_Task details_.
Could you copy each line of the entries that contains "stone"?

[Opening Supplied records section]

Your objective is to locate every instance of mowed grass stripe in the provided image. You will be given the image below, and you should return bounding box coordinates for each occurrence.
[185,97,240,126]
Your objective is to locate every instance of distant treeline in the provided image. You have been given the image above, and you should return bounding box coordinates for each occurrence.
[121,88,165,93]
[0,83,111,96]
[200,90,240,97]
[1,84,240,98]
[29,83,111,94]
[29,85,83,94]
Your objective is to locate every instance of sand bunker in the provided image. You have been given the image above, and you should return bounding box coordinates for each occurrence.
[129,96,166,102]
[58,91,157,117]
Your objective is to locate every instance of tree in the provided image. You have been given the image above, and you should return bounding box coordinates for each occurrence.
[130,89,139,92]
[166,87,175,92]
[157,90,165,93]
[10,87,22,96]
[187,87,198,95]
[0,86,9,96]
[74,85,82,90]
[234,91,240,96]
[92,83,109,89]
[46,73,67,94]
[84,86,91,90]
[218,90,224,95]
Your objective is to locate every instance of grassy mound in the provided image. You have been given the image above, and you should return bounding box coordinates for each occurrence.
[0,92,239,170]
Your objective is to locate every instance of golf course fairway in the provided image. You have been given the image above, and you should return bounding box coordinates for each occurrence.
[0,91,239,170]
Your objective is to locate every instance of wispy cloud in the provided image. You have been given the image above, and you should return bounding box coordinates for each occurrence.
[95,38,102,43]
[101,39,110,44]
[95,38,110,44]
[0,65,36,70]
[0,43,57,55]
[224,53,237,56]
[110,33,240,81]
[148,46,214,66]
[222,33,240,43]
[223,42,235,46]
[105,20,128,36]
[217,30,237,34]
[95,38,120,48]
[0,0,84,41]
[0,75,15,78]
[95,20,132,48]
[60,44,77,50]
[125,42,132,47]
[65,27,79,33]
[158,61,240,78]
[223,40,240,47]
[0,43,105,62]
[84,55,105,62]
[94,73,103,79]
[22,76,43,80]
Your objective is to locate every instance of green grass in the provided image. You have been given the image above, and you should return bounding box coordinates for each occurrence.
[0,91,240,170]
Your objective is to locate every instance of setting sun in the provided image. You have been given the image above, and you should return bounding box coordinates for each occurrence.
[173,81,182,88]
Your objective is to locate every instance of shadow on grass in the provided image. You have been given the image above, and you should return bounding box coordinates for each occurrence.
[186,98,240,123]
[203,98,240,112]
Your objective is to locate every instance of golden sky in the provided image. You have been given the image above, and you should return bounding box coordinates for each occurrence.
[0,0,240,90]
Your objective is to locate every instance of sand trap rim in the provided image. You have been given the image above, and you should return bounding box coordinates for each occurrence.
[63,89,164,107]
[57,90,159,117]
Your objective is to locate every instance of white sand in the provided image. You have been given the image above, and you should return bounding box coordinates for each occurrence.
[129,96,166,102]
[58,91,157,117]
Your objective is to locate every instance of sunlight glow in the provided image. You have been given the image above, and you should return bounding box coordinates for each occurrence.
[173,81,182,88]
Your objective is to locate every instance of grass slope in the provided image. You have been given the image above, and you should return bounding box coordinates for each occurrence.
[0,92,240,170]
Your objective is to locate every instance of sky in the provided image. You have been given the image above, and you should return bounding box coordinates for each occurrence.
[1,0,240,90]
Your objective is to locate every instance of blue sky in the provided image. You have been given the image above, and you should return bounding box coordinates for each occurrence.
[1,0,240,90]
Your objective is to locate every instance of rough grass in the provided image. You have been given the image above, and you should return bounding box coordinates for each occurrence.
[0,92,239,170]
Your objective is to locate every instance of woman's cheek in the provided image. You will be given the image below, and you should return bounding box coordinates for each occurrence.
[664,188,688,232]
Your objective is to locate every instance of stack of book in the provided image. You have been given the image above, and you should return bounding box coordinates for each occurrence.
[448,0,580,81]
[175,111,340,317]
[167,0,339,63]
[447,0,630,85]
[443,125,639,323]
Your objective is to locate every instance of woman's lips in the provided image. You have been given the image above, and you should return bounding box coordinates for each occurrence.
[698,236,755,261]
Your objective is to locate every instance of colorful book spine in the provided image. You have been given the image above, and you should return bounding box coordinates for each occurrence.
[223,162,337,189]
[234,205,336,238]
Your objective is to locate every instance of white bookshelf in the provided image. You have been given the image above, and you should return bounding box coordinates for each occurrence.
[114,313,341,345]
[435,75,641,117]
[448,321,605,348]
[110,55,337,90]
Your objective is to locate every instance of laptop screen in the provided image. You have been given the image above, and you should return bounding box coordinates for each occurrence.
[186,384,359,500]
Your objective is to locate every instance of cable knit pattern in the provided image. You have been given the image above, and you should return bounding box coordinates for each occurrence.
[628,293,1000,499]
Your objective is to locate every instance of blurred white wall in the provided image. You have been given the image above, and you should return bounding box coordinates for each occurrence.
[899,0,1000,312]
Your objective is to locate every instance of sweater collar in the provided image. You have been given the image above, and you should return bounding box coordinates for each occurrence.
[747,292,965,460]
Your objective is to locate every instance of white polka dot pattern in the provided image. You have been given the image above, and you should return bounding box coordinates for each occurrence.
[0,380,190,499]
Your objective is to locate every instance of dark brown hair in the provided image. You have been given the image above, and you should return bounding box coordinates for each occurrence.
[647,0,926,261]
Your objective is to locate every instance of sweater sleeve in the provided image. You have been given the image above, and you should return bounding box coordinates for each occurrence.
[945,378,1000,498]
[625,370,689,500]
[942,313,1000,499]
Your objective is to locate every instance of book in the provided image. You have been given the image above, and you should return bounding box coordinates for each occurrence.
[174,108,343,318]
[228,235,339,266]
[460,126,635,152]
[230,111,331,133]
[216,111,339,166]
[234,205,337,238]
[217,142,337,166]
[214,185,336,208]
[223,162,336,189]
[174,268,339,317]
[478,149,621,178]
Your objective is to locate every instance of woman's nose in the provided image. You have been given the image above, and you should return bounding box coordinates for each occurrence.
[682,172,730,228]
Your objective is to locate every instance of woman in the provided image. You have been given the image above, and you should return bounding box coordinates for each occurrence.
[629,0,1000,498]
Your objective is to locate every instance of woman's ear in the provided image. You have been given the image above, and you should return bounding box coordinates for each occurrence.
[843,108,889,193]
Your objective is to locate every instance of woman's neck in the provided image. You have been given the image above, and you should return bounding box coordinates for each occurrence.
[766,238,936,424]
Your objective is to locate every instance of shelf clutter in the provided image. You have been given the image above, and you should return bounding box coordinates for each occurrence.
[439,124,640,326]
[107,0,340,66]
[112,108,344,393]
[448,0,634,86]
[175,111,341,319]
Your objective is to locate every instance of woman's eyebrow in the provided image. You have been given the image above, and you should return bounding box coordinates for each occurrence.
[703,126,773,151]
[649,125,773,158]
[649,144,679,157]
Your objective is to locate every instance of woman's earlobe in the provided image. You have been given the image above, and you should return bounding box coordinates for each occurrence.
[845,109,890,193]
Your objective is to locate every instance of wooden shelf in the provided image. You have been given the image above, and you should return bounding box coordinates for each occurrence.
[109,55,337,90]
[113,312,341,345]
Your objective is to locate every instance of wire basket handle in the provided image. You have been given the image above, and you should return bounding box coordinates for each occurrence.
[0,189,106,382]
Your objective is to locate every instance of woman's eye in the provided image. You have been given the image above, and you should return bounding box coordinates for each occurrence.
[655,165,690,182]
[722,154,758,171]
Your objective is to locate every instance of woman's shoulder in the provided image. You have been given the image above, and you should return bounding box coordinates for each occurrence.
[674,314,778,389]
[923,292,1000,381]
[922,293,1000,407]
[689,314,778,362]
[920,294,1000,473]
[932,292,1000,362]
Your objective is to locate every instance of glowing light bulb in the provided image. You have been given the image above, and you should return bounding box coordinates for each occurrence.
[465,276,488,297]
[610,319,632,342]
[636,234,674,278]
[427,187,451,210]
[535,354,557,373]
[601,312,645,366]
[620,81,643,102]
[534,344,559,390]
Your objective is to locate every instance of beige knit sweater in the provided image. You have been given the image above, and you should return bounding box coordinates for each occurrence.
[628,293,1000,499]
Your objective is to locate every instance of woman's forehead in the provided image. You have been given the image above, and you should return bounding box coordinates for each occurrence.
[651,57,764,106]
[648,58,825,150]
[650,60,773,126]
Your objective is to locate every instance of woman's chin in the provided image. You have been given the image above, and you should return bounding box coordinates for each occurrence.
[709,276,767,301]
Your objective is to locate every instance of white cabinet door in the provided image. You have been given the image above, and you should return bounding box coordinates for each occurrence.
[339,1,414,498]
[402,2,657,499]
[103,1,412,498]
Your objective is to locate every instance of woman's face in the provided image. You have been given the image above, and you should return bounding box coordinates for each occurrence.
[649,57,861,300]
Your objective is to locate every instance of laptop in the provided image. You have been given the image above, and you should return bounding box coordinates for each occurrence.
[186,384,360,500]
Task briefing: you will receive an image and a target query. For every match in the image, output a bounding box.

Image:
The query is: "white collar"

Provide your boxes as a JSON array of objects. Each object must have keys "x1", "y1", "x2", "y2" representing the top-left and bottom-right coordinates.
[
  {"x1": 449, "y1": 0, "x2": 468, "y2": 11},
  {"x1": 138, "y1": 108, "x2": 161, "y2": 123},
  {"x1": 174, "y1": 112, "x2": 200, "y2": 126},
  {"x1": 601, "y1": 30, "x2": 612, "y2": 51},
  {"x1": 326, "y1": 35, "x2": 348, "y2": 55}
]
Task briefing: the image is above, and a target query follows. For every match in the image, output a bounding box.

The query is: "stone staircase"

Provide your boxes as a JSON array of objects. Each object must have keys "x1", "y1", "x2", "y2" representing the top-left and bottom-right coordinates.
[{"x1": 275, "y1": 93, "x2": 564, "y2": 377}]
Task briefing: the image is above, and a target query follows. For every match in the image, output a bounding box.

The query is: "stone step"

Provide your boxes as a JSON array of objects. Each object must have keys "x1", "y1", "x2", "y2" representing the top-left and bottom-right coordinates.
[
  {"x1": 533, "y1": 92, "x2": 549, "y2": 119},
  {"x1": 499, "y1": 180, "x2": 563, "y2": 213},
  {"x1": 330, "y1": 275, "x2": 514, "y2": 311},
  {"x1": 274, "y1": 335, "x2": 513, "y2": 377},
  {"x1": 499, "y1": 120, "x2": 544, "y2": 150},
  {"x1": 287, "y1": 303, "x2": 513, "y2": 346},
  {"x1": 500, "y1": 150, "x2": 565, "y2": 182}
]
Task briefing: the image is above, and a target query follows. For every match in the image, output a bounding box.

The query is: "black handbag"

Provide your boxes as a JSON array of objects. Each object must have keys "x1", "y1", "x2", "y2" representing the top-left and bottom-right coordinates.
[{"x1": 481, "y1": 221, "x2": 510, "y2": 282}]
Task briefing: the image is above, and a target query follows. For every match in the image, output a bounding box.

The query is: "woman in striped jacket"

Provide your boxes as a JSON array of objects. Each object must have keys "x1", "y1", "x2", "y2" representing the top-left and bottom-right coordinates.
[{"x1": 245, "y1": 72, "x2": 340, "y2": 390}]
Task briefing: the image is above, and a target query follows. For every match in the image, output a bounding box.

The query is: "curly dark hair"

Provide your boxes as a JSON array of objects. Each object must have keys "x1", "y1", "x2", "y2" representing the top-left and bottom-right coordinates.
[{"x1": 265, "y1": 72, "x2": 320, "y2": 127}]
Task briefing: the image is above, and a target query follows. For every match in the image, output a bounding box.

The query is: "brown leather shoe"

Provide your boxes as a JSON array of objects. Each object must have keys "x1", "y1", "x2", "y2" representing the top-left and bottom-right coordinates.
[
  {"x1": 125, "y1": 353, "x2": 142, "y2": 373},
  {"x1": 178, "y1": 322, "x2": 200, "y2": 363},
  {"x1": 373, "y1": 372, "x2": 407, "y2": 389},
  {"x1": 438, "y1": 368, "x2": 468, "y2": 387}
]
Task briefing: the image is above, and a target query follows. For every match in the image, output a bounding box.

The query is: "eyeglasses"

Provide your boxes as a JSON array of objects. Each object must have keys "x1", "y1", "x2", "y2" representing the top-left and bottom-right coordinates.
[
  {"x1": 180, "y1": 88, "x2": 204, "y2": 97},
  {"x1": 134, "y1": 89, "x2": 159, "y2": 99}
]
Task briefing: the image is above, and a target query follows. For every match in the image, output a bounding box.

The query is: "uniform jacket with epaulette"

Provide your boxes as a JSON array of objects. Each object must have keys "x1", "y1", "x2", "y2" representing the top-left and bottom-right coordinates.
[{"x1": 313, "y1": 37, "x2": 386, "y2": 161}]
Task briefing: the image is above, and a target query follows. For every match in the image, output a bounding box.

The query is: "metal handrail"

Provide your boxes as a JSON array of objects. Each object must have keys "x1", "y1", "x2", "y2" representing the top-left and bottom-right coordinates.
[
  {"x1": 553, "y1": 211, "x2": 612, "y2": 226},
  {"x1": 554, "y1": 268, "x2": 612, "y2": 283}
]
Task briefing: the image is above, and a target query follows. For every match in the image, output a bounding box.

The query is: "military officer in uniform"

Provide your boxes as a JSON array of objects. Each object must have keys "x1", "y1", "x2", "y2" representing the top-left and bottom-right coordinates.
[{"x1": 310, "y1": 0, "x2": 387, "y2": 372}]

[Closing Supplied records section]

_Exercise output_.
The query is: "stone staircase"
The query is: "stone step"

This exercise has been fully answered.